* _WHAT YOU NEED TO DO_: Write out the records that follow with every word intact.

===== RECORD EXCERPTS

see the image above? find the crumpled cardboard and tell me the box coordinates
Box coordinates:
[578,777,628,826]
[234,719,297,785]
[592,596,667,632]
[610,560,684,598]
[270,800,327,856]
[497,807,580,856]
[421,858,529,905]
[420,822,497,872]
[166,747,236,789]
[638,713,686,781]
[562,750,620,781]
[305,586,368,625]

==========

* _RESPONSE_:
see the image above? find the crumpled cardboard and tell me the box coordinates
Box coordinates:
[578,777,628,826]
[234,719,297,785]
[592,596,667,632]
[610,560,684,598]
[270,800,327,856]
[497,807,580,856]
[421,858,529,905]
[420,822,497,872]
[166,747,236,789]
[638,713,686,781]
[562,750,620,781]
[305,586,368,625]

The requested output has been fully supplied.